#### Passage shown:
** start **
# Dolphin Browser HD 7 is released!



## Vampir1c (Sep 20, 2011)

I don't know if you guys are aware but Dolphin HD 7 recently came out and its a pretty nice update from the previous version. The download is currently only on Get Jar which is why the Android Market hasn't showed an update available yet but I have uploaded the apk for you guys. Enjoy!


----------



## Carlo (Oct 11, 2011)

Downloaded directly using your links then used my Apps installer from the marketplace to instal it.

Easy peesy


----------



## Martino416 (Oct 19, 2011)

thanks alot!


----------



## Frunple (Sep 8, 2011)

So what's with this dolphin account??? I have it on my phone and I wanted to restore all of my bookmarks onto my TP but there's no way to use it??? Its supposed to backup all your info to the account so you can restore from there.


----------



## piiman (Aug 21, 2011)

Carlo said:


> Downloaded directly using your links then used my Apps installer from the marketplace to instal it.
> 
> Easy peesy


App installer? All you have to do is click on the apk once its downloaded.


----------



## desifun (Oct 22, 2011)

I installed the file provided in the first post here, but when I clicked on that file some HTML viewer opens and shows plenty of pages with some weird numbers and letters. Sorry if this is so stupid but can someone plz help me with this dolphin HD version installation?

Thanks in advance


----------



## ironman (Oct 17, 2011)

desifun said:


> I installed the file provided in the first post here, but when I clicked on that file some HTML viewer opens and shows plenty of pages with some weird numbers and letters. Sorry if this is so stupid but can someone plz help me with this dolphin HD version installation?
> 
> Thanks in advance


1. Open it again and get the HTML viewer app to open it.
2. tap Home to get to home screen then hold Home to view recent apps.
3. note the name of the app that opened the apk and tap Back.
4. menu > settings > applications > manage applications > "name of app" > clear defaults
5. now when you open the apk, if it does not automatically install, choose Package Installer or installer to open it.


----------



## amysor (Oct 22, 2011)

FYI http://forum.xda-developers.com/showthread.php?t=1319529


----------



## ImaComputa (Sep 8, 2011)

amysor said:


> FYI http://forum.xda-developers.com/showthread.php?t=1319529


Wow, that's bad. Glad I haven't used dolphin in forever. Switched to boat browser and then to opera. Looks like boat is spware bullshit, too. Anybody with an account there want to ask if he can check opera? It's the smoothest browser I've used so I really hope it doesn't do the same.


----------



## Carlo (Oct 11, 2011)

I like Dolphin.


----------



## ChronoReverse (Oct 14, 2011)

Well, I'm glad I've been using Opera for a long time now. Shame on the Dolphin devs.


----------
** end **
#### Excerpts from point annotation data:
** start **
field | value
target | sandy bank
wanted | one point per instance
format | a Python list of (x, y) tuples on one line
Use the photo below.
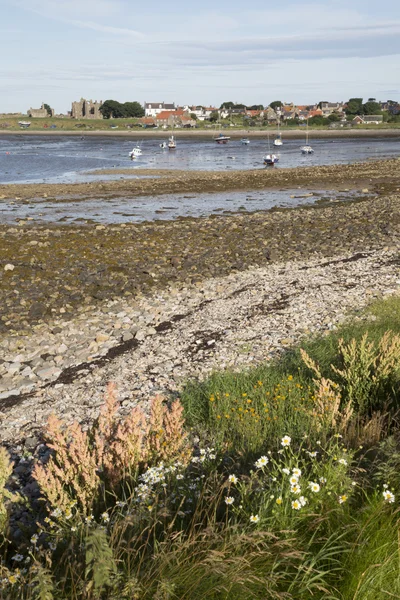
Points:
[(385, 174), (373, 131)]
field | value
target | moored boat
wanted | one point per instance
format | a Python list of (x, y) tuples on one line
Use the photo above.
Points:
[(222, 139), (270, 160), (135, 153)]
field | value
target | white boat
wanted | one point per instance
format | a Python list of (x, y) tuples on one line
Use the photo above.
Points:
[(135, 153), (270, 160), (222, 139), (307, 149), (278, 139)]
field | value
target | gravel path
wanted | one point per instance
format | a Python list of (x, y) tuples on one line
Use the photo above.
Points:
[(156, 343)]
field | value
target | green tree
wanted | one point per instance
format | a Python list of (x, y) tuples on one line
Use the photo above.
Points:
[(371, 108), (133, 109), (354, 107), (333, 117), (47, 107), (111, 109)]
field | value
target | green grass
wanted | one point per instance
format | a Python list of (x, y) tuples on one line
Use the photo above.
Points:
[(228, 521), (282, 392)]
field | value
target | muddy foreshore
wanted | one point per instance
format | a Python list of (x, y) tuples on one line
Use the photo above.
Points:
[(384, 175), (48, 272)]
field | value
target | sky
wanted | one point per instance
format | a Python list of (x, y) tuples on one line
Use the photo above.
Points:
[(208, 52)]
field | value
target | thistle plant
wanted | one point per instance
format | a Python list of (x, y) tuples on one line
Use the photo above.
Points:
[(109, 453), (368, 370), (5, 495)]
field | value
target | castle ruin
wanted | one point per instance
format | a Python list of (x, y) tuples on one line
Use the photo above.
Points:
[(86, 109)]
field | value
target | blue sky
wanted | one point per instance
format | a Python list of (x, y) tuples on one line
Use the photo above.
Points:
[(57, 51)]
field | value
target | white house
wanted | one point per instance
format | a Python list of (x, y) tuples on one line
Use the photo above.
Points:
[(202, 113), (152, 109)]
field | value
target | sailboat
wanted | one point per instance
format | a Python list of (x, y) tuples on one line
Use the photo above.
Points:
[(307, 149), (278, 139), (270, 159), (136, 152)]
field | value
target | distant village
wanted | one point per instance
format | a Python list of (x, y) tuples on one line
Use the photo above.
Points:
[(162, 114)]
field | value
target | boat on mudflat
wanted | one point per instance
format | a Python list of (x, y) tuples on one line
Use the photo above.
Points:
[(270, 160), (135, 153), (222, 139)]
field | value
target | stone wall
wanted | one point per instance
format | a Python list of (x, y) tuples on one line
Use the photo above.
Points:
[(86, 109)]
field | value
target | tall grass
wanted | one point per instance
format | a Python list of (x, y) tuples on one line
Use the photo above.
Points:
[(284, 486)]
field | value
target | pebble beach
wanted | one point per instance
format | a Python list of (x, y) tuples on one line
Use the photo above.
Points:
[(151, 305)]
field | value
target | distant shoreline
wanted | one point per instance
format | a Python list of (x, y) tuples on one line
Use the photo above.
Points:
[(237, 133)]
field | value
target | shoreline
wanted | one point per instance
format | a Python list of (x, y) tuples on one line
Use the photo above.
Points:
[(232, 322), (382, 173), (237, 133)]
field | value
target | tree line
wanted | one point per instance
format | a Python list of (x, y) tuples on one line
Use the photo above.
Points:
[(112, 109)]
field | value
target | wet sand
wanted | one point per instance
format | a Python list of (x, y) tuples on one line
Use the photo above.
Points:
[(233, 133), (384, 175)]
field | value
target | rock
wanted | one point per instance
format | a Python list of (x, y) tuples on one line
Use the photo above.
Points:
[(102, 337), (37, 310), (49, 373), (127, 336)]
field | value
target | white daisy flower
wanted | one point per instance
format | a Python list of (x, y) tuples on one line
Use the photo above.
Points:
[(17, 557), (388, 496), (261, 462), (314, 487), (254, 518)]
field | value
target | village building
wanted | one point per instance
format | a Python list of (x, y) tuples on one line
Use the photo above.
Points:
[(86, 109), (40, 113), (152, 109), (367, 120)]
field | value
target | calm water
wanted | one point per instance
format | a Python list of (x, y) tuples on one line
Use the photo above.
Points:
[(69, 159)]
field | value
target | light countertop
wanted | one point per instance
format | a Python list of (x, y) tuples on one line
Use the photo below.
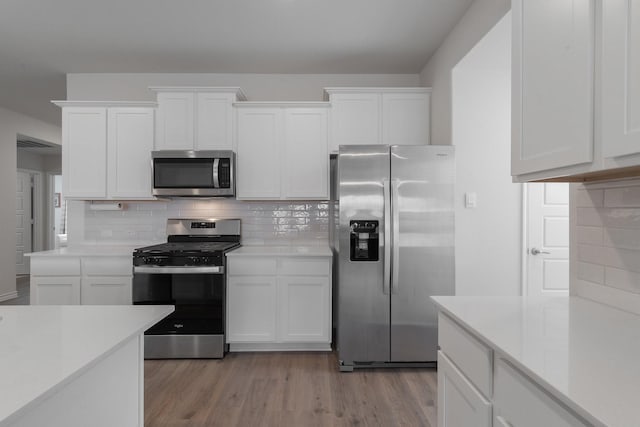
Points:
[(584, 353), (266, 250), (45, 347), (93, 250)]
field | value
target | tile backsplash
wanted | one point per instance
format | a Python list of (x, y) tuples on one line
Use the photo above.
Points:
[(607, 235), (276, 223)]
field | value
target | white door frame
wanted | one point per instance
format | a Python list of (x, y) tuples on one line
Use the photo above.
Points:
[(38, 209), (525, 240)]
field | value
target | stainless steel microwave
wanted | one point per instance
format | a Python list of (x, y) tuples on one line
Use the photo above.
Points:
[(205, 173)]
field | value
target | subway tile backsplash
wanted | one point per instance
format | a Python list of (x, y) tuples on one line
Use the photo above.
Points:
[(273, 223), (608, 235)]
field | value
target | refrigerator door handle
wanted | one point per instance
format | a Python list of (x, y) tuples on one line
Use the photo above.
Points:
[(395, 233), (387, 237)]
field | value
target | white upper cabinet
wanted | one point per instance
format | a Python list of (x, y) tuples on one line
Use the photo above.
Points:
[(282, 151), (258, 153), (195, 118), (576, 91), (621, 80), (84, 151), (553, 91), (129, 144), (175, 124), (355, 119), (378, 116), (405, 118), (106, 149), (306, 169)]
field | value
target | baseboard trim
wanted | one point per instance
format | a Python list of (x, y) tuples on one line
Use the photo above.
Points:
[(8, 296), (241, 347)]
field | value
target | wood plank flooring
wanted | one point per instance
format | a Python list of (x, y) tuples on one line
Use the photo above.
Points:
[(285, 389)]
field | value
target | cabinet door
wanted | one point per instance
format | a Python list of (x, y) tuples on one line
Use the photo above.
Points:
[(459, 403), (251, 309), (620, 78), (84, 152), (214, 121), (259, 134), (303, 304), (60, 290), (129, 146), (174, 130), (306, 166), (355, 119), (106, 290), (553, 84), (405, 118)]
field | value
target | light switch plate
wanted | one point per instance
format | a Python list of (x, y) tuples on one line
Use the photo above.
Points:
[(470, 200)]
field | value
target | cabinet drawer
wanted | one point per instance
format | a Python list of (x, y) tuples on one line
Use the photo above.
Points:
[(459, 402), (520, 402), (251, 266), (467, 352), (305, 266), (55, 266), (107, 266)]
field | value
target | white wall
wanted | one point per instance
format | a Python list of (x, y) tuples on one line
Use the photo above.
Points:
[(257, 87), (12, 124), (481, 16), (488, 237)]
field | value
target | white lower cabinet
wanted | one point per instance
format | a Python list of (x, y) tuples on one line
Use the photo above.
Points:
[(251, 309), (520, 402), (93, 280), (477, 387), (54, 290), (106, 290), (303, 312), (460, 403), (279, 303)]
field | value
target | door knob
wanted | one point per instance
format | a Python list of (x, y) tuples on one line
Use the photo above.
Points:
[(536, 251)]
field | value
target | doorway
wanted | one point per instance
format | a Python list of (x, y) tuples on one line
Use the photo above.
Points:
[(24, 219), (37, 162), (546, 239)]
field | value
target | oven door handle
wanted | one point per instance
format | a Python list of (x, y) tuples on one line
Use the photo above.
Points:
[(179, 270)]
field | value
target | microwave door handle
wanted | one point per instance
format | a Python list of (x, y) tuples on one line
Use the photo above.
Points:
[(216, 180)]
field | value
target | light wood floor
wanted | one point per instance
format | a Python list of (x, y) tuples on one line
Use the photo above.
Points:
[(285, 389)]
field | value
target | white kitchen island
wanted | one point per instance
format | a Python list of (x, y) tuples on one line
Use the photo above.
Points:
[(555, 361), (67, 366)]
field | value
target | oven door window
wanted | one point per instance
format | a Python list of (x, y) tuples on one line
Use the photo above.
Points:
[(198, 301), (183, 173)]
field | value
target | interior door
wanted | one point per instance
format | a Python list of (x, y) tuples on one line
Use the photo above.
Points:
[(547, 239), (422, 181), (24, 221)]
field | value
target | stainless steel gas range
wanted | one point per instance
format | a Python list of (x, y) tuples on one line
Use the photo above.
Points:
[(189, 272)]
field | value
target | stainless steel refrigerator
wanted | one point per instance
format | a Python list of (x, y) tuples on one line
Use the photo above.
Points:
[(395, 249)]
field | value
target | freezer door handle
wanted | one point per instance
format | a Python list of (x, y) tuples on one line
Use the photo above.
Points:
[(387, 237), (395, 233)]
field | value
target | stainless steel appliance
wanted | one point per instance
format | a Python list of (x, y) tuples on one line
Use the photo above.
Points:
[(189, 272), (193, 173), (395, 250)]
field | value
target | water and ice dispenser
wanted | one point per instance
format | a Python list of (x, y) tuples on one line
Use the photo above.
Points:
[(364, 240)]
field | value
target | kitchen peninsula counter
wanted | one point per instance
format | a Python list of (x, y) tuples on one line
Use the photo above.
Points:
[(288, 251), (582, 353), (73, 365)]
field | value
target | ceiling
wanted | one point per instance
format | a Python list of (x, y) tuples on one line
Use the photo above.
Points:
[(42, 40)]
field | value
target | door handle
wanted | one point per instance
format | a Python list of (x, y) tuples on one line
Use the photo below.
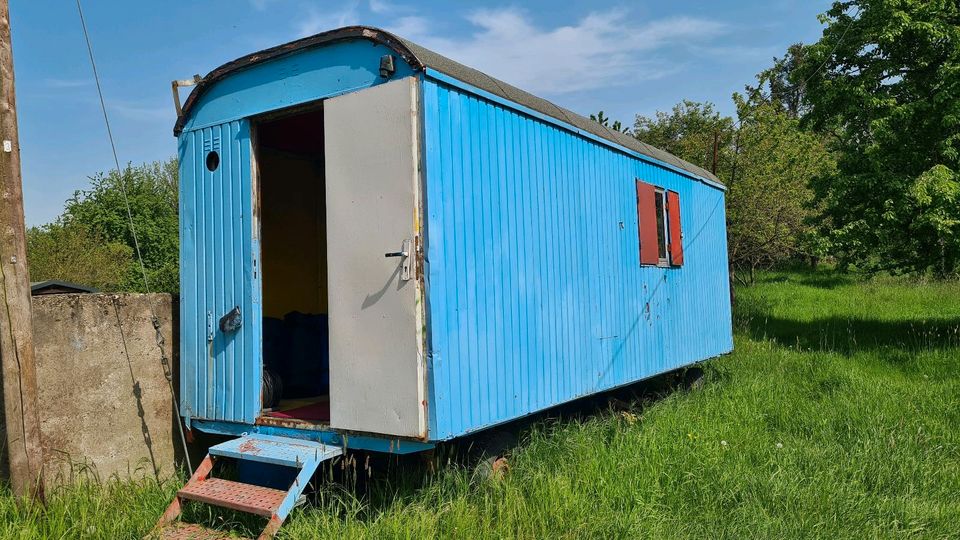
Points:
[(406, 265)]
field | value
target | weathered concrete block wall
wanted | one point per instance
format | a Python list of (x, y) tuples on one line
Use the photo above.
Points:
[(105, 404)]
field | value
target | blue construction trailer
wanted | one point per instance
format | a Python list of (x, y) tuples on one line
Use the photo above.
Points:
[(382, 249)]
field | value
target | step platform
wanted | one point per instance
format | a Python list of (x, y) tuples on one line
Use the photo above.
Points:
[(303, 457)]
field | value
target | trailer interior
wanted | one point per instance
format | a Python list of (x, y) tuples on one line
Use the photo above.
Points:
[(293, 254)]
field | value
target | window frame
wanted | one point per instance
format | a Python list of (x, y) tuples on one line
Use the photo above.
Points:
[(663, 245), (655, 209)]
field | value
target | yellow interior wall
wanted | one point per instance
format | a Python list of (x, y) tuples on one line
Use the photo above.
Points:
[(292, 233)]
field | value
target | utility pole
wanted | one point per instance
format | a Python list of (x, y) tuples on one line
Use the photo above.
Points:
[(24, 449)]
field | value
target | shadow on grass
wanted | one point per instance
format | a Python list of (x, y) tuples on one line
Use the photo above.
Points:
[(374, 480), (820, 279), (848, 335)]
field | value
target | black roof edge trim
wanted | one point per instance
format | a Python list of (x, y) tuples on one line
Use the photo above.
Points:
[(348, 32)]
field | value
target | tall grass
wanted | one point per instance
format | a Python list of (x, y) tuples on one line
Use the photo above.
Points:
[(837, 416)]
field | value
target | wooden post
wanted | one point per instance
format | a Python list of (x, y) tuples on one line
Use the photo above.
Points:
[(716, 144), (24, 450)]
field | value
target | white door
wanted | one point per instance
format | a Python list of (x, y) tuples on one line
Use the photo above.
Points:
[(372, 176)]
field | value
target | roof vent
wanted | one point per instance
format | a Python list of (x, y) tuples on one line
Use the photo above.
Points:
** end **
#### Exercise prompt:
Retype the Dolphin Browser HD 7 thread from "1. Open it again" up to and including "installer to open it.".

#### Worked solution:
1. Open it again and get the HTML viewer app to open it.
2. tap Home to get to home screen then hold Home to view recent apps.
3. note the name of the app that opened the apk and tap Back.
4. menu > settings > applications > manage applications > "name of app" > clear defaults
5. now when you open the apk, if it does not automatically install, choose Package Installer or installer to open it.